What to produce: From the entries below, transcribe exactly the lines between the line holding "[locate] stone arch" and the line holding "[locate] conifer tree", inclusive; skip all other lines.

(Stored data entries)
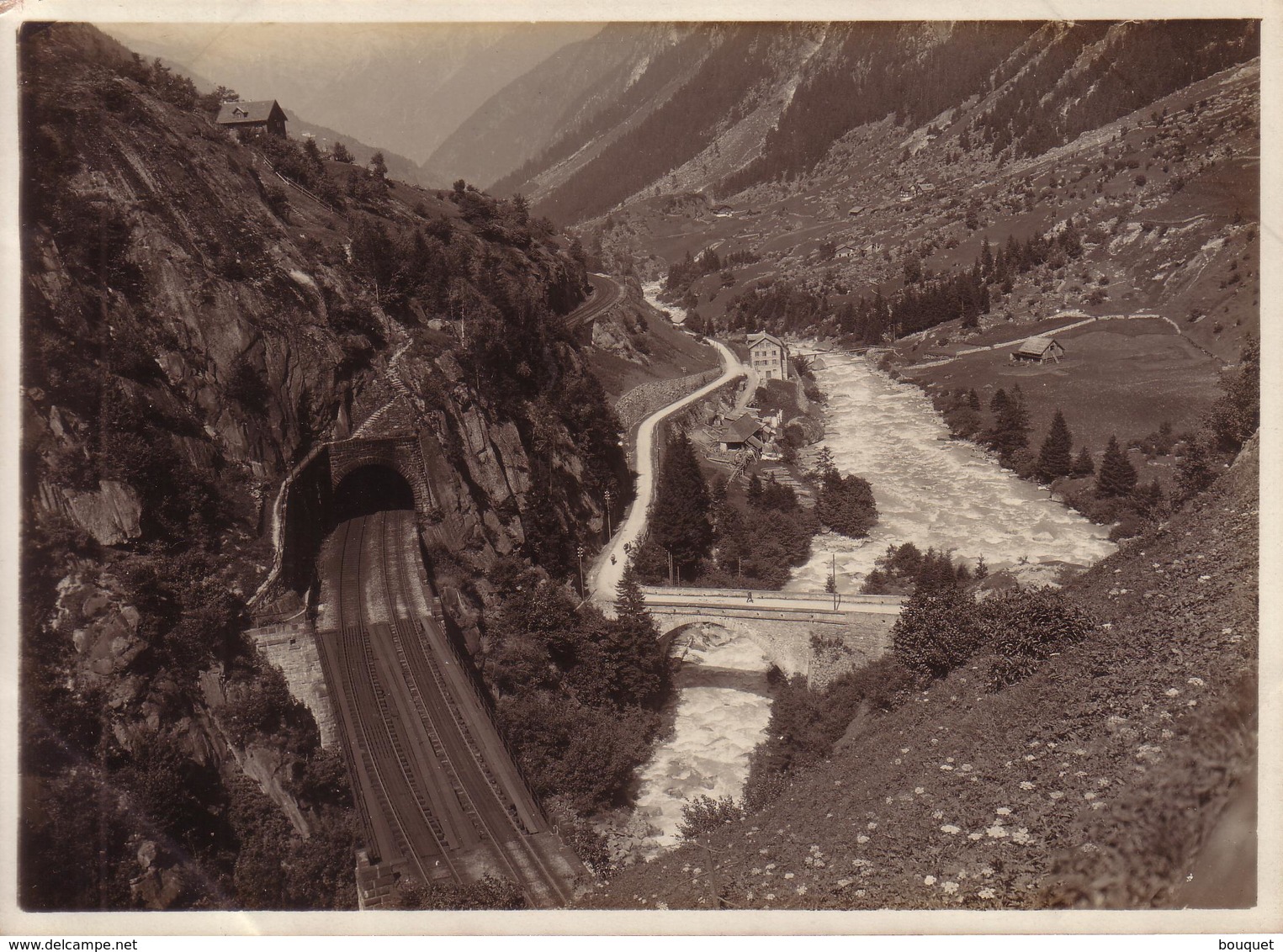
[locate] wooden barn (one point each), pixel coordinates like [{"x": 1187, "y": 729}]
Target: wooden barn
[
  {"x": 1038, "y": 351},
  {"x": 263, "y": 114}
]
---
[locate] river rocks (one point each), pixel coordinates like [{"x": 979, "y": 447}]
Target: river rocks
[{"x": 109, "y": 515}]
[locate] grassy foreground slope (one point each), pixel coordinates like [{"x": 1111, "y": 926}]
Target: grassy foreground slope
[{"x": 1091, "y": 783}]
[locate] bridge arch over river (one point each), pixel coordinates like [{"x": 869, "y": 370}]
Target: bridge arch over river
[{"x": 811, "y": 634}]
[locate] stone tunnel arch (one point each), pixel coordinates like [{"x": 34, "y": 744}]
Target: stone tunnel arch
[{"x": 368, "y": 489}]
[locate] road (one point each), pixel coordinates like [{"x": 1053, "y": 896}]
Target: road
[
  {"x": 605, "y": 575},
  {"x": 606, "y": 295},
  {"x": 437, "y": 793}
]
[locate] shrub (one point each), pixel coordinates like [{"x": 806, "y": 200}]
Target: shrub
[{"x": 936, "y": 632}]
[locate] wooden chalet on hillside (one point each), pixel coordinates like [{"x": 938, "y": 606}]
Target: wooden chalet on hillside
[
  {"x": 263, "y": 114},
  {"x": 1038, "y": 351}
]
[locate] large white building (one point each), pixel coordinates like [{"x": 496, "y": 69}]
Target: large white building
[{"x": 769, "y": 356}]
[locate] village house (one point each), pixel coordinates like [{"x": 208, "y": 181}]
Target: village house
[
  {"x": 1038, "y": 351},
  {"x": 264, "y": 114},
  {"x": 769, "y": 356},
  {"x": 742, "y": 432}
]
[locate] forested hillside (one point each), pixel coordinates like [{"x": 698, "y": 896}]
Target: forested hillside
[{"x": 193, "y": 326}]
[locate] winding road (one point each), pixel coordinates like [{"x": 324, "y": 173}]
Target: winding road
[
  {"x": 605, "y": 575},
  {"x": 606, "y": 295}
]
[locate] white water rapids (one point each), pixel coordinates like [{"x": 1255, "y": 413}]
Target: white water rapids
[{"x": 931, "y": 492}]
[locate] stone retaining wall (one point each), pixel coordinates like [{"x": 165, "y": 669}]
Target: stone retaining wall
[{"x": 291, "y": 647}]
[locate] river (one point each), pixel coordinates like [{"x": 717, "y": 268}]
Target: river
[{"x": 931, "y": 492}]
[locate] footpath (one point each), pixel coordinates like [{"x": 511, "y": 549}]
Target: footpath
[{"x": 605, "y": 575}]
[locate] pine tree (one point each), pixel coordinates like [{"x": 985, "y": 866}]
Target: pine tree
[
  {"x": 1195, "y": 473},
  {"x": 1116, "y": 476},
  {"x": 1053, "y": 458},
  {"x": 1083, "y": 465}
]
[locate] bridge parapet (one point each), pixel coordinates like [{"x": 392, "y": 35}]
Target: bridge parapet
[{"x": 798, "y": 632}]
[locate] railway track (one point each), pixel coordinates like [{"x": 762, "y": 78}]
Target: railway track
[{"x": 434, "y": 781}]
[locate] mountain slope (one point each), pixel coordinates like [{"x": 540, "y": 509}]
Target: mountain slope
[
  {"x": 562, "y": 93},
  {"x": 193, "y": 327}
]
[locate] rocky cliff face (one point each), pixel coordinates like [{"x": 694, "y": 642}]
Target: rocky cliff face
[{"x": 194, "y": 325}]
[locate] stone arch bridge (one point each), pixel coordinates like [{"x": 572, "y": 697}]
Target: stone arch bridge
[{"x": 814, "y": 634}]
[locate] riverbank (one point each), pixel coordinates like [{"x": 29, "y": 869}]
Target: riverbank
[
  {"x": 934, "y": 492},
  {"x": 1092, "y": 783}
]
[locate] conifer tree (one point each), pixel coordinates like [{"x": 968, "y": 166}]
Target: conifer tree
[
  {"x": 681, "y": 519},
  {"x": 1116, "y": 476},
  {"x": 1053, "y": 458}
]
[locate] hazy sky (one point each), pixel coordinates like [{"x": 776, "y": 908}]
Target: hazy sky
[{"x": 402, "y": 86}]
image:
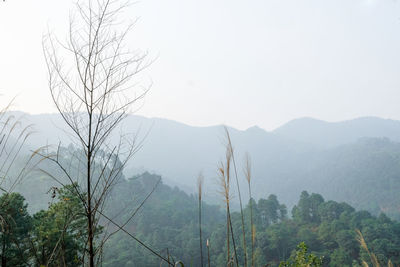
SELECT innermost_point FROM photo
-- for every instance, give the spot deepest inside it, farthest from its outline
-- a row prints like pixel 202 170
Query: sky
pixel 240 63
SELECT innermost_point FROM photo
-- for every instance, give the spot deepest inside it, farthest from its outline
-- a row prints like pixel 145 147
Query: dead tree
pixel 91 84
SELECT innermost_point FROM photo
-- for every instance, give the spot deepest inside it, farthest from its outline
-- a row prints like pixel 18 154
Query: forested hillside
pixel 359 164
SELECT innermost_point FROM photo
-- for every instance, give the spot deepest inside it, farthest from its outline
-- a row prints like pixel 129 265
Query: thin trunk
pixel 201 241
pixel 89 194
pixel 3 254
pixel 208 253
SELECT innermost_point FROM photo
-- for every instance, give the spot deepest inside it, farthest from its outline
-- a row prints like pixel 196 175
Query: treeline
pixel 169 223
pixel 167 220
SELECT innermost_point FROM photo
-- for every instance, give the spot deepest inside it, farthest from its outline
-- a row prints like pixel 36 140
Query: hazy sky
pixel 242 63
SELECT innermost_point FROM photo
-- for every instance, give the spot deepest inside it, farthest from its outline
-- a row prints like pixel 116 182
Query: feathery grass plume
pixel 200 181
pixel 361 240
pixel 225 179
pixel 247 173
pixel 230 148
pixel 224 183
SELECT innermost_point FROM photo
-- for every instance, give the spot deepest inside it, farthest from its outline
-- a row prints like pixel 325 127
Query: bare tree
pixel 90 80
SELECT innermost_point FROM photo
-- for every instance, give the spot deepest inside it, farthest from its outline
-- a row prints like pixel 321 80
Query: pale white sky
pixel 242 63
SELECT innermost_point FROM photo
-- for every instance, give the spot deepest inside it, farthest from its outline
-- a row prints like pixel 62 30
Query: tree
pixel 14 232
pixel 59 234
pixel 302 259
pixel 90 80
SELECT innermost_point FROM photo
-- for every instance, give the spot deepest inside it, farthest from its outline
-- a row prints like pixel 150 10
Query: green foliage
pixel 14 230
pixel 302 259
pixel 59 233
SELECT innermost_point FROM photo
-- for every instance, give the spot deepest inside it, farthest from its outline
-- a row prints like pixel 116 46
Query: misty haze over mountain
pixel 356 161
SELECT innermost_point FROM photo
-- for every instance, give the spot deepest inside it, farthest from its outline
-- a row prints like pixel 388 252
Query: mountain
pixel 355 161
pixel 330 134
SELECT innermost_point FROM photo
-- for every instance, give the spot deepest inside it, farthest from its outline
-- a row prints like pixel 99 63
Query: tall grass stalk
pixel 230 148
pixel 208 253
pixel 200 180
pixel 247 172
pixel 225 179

Task result:
[locate] stone arch bridge (one point each), pixel coordinates like [{"x": 572, "y": 697}]
Target: stone arch bridge
[{"x": 814, "y": 634}]
[locate] riverbank (one point each), pixel coordinates like [{"x": 29, "y": 869}]
Target: riverbank
[
  {"x": 934, "y": 492},
  {"x": 1092, "y": 783}
]
[locate] conifer tree (one point each), pixel coordinates like [{"x": 968, "y": 166}]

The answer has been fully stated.